Dataset extract:
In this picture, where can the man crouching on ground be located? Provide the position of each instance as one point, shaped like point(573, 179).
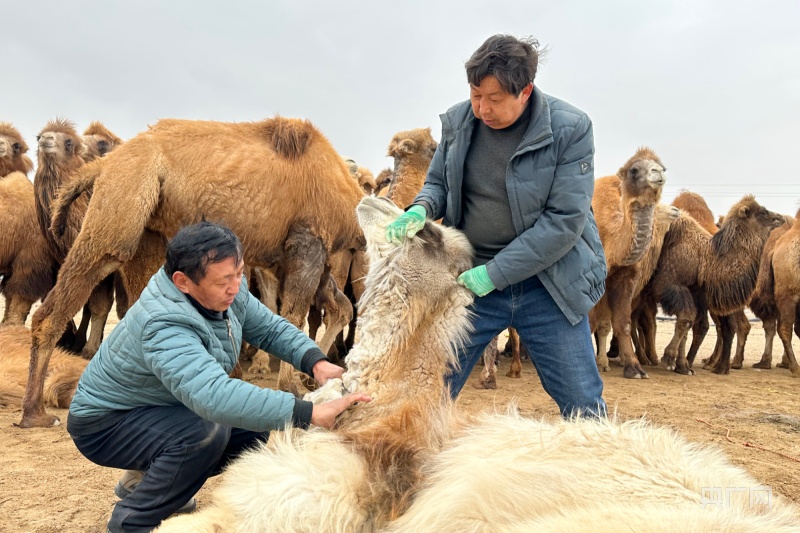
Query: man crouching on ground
point(157, 400)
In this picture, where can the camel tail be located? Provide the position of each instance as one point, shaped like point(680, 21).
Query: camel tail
point(83, 182)
point(290, 138)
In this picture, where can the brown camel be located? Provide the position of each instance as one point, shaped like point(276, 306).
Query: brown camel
point(786, 275)
point(60, 156)
point(13, 151)
point(698, 272)
point(26, 265)
point(412, 151)
point(63, 371)
point(624, 206)
point(277, 183)
point(762, 302)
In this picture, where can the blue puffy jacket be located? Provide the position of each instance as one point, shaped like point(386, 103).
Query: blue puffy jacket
point(550, 181)
point(164, 352)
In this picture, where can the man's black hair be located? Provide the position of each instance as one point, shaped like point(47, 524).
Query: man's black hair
point(512, 61)
point(194, 247)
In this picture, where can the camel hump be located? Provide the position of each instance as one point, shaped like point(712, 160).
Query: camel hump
point(289, 137)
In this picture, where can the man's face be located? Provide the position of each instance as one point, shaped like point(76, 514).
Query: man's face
point(495, 107)
point(217, 289)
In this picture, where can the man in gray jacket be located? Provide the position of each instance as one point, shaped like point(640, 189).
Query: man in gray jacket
point(514, 171)
point(157, 398)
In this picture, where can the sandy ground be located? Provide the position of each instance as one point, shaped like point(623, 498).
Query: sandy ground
point(752, 415)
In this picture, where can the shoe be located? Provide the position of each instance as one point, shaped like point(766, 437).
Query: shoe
point(131, 479)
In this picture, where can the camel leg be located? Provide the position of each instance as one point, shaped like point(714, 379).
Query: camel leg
point(268, 288)
point(728, 328)
point(304, 264)
point(488, 378)
point(100, 303)
point(787, 306)
point(770, 328)
point(601, 314)
point(75, 282)
point(17, 309)
point(742, 331)
point(699, 332)
point(516, 364)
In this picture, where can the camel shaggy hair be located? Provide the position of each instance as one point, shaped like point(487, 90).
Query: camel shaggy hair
point(698, 272)
point(413, 314)
point(539, 472)
point(786, 275)
point(27, 267)
point(412, 151)
point(624, 207)
point(13, 150)
point(269, 181)
point(60, 382)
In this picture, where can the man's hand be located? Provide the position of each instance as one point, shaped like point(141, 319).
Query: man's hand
point(324, 414)
point(406, 225)
point(324, 370)
point(477, 280)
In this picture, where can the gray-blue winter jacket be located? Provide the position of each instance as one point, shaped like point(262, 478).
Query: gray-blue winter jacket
point(550, 181)
point(164, 352)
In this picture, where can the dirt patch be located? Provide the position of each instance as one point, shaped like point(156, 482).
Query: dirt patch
point(753, 416)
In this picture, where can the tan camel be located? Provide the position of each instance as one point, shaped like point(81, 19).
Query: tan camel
point(409, 326)
point(624, 207)
point(26, 265)
point(63, 371)
point(13, 151)
point(278, 184)
point(412, 151)
point(786, 275)
point(61, 154)
point(698, 273)
point(410, 462)
point(762, 303)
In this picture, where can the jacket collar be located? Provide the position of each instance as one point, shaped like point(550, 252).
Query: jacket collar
point(538, 134)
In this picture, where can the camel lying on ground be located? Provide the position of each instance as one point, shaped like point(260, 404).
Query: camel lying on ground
point(410, 462)
point(60, 382)
point(278, 184)
point(26, 265)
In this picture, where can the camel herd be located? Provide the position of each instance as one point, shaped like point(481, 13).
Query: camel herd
point(93, 225)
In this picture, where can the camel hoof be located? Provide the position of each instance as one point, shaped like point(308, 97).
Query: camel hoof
point(39, 420)
point(490, 384)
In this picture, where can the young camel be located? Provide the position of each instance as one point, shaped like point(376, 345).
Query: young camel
point(763, 301)
point(26, 265)
point(624, 206)
point(410, 462)
point(698, 272)
point(269, 181)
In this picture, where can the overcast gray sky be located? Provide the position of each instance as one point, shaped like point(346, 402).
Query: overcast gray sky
point(712, 86)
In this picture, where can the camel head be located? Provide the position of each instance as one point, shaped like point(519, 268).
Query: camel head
point(12, 151)
point(98, 141)
point(426, 265)
point(746, 220)
point(642, 178)
point(412, 143)
point(60, 145)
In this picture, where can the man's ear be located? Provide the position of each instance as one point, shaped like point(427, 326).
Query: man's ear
point(181, 281)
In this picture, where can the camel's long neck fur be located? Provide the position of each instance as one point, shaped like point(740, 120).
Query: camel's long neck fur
point(409, 176)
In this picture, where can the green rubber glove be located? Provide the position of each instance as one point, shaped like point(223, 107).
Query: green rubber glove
point(406, 225)
point(477, 280)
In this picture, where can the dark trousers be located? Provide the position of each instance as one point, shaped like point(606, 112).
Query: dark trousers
point(177, 449)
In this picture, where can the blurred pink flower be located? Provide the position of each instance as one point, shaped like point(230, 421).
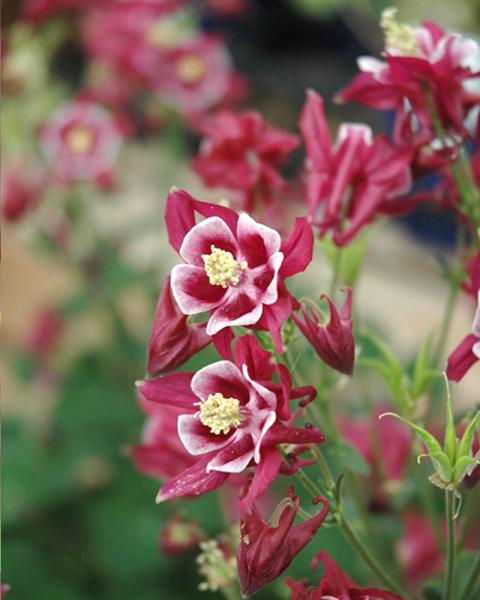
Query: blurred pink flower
point(80, 141)
point(232, 416)
point(240, 151)
point(335, 584)
point(22, 186)
point(349, 181)
point(267, 549)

What is needed: Could you lay out every line of the items above as a Markdown table with the columns Row and Item line, one numbered row per line, skipping blank lines and leaving the pictures out?

Answer for the task:
| Row | Item line |
|---|---|
| 1 | In this picture, where can the man crouching on ground be located? Provide the position of each instance as one point, shaped like point(573, 179). |
| 2 | Query: man crouching on ground |
| 3 | point(157, 400) |
| 4 | In this picture, where can the camel tail be located? Provide the position of each instance as one point, shaped like point(680, 21). |
| 5 | Query: camel tail |
| 6 | point(83, 182) |
| 7 | point(290, 138) |
| 8 | In this picture, where can the brown camel be located? Provide the position of each instance as one point, shaped like point(276, 306). |
| 9 | Query: brown camel |
| 10 | point(786, 275) |
| 11 | point(60, 156) |
| 12 | point(13, 151) |
| 13 | point(698, 272) |
| 14 | point(26, 265) |
| 15 | point(412, 151) |
| 16 | point(63, 371) |
| 17 | point(624, 206) |
| 18 | point(277, 183) |
| 19 | point(762, 302) |
| 20 | In this picture, where can the blue puffy jacket be located? Provide the position of each instance as one point, shaped like point(386, 103). |
| 21 | Query: blue puffy jacket |
| 22 | point(550, 181) |
| 23 | point(164, 352) |
| 24 | In this picture, where can the man's black hair be located? Provide the position of each instance as one point, shaped like point(47, 524). |
| 25 | Query: man's black hair |
| 26 | point(512, 61) |
| 27 | point(194, 247) |
| 28 | In this picture, where can the camel hump be located? Provide the position of each instance as one point, shaped like point(712, 160). |
| 29 | Query: camel hump |
| 30 | point(289, 137) |
| 31 | In this picture, where can the man's face be located? Provide the position of each instance as one point, shaped like point(76, 514). |
| 32 | Query: man's face |
| 33 | point(495, 107) |
| 34 | point(217, 289) |
| 35 | In this picture, where can the man in gray jacket be located? Provide the position of each instance as one point, shaped like point(640, 189). |
| 36 | Query: man in gray jacket |
| 37 | point(514, 171) |
| 38 | point(157, 398) |
| 39 | In this picture, where can the sandy ground be located? Provide the position of each instance as one point, shaped like point(623, 498). |
| 40 | Query: sandy ground |
| 41 | point(752, 415) |
| 42 | In this picture, where can the shoe be located? Provide the position of each instance as one point, shaped like point(766, 437). |
| 43 | Query: shoe |
| 44 | point(131, 479) |
| 45 | In this picture, where can the camel leg be located? Provide the position of each instance as one point, shaped like point(714, 379). |
| 46 | Query: camel leg |
| 47 | point(268, 288) |
| 48 | point(728, 328) |
| 49 | point(304, 264) |
| 50 | point(488, 378) |
| 51 | point(100, 303) |
| 52 | point(787, 306) |
| 53 | point(770, 328) |
| 54 | point(601, 314) |
| 55 | point(75, 282) |
| 56 | point(17, 309) |
| 57 | point(742, 331) |
| 58 | point(699, 332) |
| 59 | point(516, 364) |
| 60 | In this picture, where can the camel shaggy hair be located? Provide the position of each instance as one point, shaped like point(487, 90). |
| 61 | Query: camel shaggy hair |
| 62 | point(698, 272) |
| 63 | point(413, 314) |
| 64 | point(539, 472) |
| 65 | point(786, 275) |
| 66 | point(27, 267) |
| 67 | point(412, 151) |
| 68 | point(624, 207) |
| 69 | point(13, 150) |
| 70 | point(269, 181) |
| 71 | point(60, 382) |
| 72 | In this picture, where can the man's hand be located? Provide the position of each instance as one point, shaped like point(141, 319). |
| 73 | Query: man's hand |
| 74 | point(324, 414) |
| 75 | point(406, 225) |
| 76 | point(324, 370) |
| 77 | point(477, 280) |
| 78 | In this picture, where can the gray-blue winter jacket be located? Provide the position of each instance as one point, shaped like point(262, 478). |
| 79 | Query: gray-blue winter jacket |
| 80 | point(550, 181) |
| 81 | point(164, 352) |
| 82 | In this picture, where can the dirt patch be located? Provide the position of each instance as one point, shaped like point(156, 482). |
| 83 | Query: dirt patch |
| 84 | point(753, 416) |
| 85 | In this picture, where can the tan camel be located? Provide the position of each instance as one point, shaped like point(81, 19). |
| 86 | Query: tan camel |
| 87 | point(409, 326) |
| 88 | point(624, 207) |
| 89 | point(26, 265) |
| 90 | point(63, 371) |
| 91 | point(13, 151) |
| 92 | point(278, 184) |
| 93 | point(412, 151) |
| 94 | point(786, 275) |
| 95 | point(61, 154) |
| 96 | point(698, 273) |
| 97 | point(410, 462) |
| 98 | point(762, 303) |
| 99 | In this picture, where can the jacket collar be located? Provide the position of each instance as one point, shaped like point(550, 252). |
| 100 | Query: jacket collar |
| 101 | point(538, 134) |
| 102 | In this picture, where can the camel lying on ground be located? Provide the position of each instance as one point, shaped like point(260, 404). |
| 103 | Query: camel lying on ground |
| 104 | point(410, 462) |
| 105 | point(60, 382) |
| 106 | point(278, 184) |
| 107 | point(26, 265) |
| 108 | In this picture, where can the camel herd be located? Provide the position of each instance as one point, shaped like point(481, 13). |
| 109 | Query: camel herd |
| 110 | point(93, 225) |
| 111 | In this picture, where can the camel hoof be located? Provide the position of each instance as one point, shaped like point(308, 97). |
| 112 | Query: camel hoof |
| 113 | point(39, 420) |
| 114 | point(490, 384) |
| 115 | In this picture, where can the young camel be located? Provide the position of each instance as one point, shaped like point(376, 345). |
| 116 | Query: young camel |
| 117 | point(763, 301) |
| 118 | point(26, 265) |
| 119 | point(624, 206) |
| 120 | point(410, 462) |
| 121 | point(698, 272) |
| 122 | point(269, 181) |
| 123 | In this picture, where can the overcast gray sky be located? Provide the position of each instance as one point, shaped like point(346, 402). |
| 124 | Query: overcast gray sky |
| 125 | point(712, 86) |
| 126 | In this picture, where can the camel head be located? Provide the position of each instance as one point, shaped like point(519, 268). |
| 127 | Query: camel head |
| 128 | point(12, 151) |
| 129 | point(98, 141) |
| 130 | point(426, 265) |
| 131 | point(746, 220) |
| 132 | point(642, 178) |
| 133 | point(412, 143) |
| 134 | point(60, 145) |
| 135 | In this picture, where can the man's ear be located? Provide the position of each instance as one point, shaped like point(427, 326). |
| 136 | Query: man's ear |
| 137 | point(181, 281) |
| 138 | In this picture, where can the camel's long neck fur be located? Provide the position of each instance as one point, shaped like point(740, 120). |
| 139 | Query: camel's long neck fur |
| 140 | point(409, 176) |
| 141 | In this picture, where can the green rubber glove be located? Provide the position of each instance as one point, shaped like point(223, 107). |
| 142 | Query: green rubber glove |
| 143 | point(406, 225) |
| 144 | point(477, 280) |
| 145 | In this picture, where can the dark trousers be located? Provide the position of each instance as one point, shaped like point(606, 112). |
| 146 | Query: dark trousers |
| 147 | point(177, 449) |
| 148 | In this picture, where can the blurred pink flower be located? Provide the position of each instance as one point, shaped like point(230, 421). |
| 149 | Query: blurred pink flower |
| 150 | point(80, 141) |
| 151 | point(232, 416) |
| 152 | point(240, 151) |
| 153 | point(335, 584) |
| 154 | point(22, 186) |
| 155 | point(349, 181) |
| 156 | point(267, 549) |